I find it amusing that the show host and really every guest, when discussing Trump, are more interested in preserving their pundity than facing the simple and obvious truth that our president is suffering from serious mental illness. His life of fraud and narcissism has embedded him into a crude form of sociopathy, and his condition is very likely compounded by advancing dementia.

We don't hear this on OnPoint, because, mainly, it is a show, and in show business the show must go on. It can only go on by perpetuating a certain level of discourse, within the bounds of thinkable thought. For various reasons, not the least of which are funding and survival, the president's mental health condition is, for the time being, not within those bounds.

We'll see, as time goes on. OnPoint at least has had discussions of Alzheimer's Disease, and accepts that it is a malady that advances over time. If Trump indeed is afflicted with Alzheimer's Disease, it will get worse, and as it gets worse his behavior - already compromised by other mental disorders - will also get worse. As we are seeing in regard to North Korea, a multiplicity of mental illness bodes ill for the entire planet.
=-=-=-=-=
Questions on the material:
1. In the comment about OnPoint's coverage of Trump, which disease does the writer say OnPoint has at least discussed?
2. Extend the comment about OnPoint's coverage of Trump with one more paragraph that picks up after its final sentence.

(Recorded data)
=-=-=-=-=
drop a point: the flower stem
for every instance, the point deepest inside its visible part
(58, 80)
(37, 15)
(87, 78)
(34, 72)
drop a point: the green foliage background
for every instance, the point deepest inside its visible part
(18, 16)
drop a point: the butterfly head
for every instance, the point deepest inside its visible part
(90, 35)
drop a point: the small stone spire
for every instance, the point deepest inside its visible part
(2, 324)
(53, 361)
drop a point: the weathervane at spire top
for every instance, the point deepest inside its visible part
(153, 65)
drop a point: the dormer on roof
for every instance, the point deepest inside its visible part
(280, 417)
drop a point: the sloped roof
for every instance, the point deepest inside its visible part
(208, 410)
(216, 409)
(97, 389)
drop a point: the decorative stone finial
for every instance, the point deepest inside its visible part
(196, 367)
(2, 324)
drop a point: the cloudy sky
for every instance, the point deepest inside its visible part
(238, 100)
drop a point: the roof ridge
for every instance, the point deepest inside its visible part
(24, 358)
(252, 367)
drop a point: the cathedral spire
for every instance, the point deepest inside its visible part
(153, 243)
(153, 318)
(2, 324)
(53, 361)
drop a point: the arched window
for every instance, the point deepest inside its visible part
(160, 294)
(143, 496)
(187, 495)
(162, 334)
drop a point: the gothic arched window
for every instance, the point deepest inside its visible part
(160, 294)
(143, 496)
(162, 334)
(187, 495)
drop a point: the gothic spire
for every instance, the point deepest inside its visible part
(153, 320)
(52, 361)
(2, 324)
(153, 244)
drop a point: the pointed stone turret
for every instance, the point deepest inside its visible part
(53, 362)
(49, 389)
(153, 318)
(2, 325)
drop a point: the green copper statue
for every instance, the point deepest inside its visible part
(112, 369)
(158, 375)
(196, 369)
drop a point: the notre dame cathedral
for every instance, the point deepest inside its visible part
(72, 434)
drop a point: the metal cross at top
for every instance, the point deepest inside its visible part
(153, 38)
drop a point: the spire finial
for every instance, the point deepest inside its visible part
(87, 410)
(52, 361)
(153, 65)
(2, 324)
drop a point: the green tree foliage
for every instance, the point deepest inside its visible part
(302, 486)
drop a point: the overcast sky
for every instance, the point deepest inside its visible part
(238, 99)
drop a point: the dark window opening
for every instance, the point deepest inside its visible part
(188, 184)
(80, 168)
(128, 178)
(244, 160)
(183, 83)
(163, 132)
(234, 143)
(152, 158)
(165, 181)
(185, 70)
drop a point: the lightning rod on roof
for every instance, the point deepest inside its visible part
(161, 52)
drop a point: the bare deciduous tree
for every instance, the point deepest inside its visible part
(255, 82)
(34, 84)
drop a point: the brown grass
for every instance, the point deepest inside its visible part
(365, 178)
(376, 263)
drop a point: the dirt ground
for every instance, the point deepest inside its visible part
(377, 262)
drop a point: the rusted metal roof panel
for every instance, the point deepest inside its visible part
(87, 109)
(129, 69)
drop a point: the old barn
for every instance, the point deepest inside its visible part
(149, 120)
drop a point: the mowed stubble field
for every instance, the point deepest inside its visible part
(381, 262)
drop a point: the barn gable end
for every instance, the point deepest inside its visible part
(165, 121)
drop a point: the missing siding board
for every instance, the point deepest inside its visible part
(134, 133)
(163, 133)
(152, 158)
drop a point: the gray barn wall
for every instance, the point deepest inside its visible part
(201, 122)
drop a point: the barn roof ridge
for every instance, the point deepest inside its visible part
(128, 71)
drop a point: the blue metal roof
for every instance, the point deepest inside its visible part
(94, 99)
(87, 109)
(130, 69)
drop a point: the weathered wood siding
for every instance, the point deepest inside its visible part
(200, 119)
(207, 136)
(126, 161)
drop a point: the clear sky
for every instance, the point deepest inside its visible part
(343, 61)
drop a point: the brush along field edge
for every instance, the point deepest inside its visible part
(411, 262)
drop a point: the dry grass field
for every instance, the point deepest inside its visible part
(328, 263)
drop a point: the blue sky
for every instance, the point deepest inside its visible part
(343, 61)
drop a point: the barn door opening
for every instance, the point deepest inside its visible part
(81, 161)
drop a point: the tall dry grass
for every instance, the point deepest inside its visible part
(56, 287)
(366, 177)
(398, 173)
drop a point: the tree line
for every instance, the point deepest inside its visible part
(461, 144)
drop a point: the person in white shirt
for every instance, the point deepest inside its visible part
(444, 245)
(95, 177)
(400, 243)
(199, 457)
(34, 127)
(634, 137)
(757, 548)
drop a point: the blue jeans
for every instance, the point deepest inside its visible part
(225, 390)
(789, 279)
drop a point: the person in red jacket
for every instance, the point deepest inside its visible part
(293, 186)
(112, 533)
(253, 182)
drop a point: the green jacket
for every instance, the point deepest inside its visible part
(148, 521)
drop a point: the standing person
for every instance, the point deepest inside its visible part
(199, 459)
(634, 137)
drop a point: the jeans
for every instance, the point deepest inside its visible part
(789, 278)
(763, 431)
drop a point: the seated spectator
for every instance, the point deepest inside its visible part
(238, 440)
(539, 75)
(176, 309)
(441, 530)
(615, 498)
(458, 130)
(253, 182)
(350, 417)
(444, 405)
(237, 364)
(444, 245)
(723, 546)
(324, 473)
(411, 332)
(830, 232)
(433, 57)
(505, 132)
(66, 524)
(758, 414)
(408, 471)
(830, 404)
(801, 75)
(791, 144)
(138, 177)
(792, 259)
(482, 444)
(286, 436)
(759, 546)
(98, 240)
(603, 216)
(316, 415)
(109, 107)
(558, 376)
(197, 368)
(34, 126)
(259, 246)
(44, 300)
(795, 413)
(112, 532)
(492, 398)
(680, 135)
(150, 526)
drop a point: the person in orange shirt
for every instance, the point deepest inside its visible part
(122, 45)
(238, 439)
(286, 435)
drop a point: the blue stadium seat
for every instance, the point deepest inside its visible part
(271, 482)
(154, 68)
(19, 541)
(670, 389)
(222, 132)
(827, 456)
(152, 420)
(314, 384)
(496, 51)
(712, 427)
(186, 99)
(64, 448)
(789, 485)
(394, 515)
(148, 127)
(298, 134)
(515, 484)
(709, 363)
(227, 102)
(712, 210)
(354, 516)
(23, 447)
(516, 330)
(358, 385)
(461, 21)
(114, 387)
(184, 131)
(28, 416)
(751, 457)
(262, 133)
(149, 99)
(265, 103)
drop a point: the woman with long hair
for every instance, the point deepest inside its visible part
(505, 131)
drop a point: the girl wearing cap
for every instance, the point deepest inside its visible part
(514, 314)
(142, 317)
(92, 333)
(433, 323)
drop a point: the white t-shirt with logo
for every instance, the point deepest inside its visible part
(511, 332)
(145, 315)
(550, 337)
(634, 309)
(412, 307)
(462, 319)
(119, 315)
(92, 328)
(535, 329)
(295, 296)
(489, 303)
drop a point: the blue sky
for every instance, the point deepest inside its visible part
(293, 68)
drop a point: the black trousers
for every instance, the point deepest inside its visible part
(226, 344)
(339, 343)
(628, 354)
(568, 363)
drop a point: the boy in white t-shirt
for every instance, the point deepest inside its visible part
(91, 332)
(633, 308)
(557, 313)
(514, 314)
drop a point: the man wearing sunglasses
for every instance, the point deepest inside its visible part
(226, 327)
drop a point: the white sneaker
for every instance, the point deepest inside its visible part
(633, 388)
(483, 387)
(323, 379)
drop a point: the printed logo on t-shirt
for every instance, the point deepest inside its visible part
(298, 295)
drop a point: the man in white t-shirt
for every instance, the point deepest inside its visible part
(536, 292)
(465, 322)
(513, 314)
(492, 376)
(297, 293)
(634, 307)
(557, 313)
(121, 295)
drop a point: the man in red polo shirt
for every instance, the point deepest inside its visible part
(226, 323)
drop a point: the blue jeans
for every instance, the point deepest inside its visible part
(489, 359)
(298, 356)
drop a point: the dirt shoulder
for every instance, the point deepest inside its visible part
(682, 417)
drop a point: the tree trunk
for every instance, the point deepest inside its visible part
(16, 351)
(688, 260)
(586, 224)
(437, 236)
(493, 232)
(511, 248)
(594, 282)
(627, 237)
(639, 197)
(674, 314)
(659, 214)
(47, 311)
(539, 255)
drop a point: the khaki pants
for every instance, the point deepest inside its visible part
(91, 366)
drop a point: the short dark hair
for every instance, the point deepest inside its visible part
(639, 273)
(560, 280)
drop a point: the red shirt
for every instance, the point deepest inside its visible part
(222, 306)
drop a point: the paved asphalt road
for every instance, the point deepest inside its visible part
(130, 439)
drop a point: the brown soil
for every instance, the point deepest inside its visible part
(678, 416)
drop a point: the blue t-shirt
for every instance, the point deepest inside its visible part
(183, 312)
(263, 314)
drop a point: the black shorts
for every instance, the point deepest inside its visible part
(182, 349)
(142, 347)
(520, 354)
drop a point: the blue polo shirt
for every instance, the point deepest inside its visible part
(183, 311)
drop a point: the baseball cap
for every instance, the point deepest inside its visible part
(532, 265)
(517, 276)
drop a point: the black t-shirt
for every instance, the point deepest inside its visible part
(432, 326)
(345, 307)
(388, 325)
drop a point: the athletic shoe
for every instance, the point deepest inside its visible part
=-=-=-=-=
Numbered answers:
1. Alzheimer's Disease.

2.
I expect OnPoint to continue to avoid discussing this dangerous predicament, talking for hours upon hours about what Trump really thinks about this or that, what his "policies" are, his relationship with Mitch McConnell, the likelihood of repealing Obamacare, will General Kelly enforce discipline on the White House, is the climate change report going to be suppressed, and endless blah, blah, blah about everything related to Trump except that he is mentally deranged.

I have found that silence in the morning is much preferable. My total listening today was about three minutes.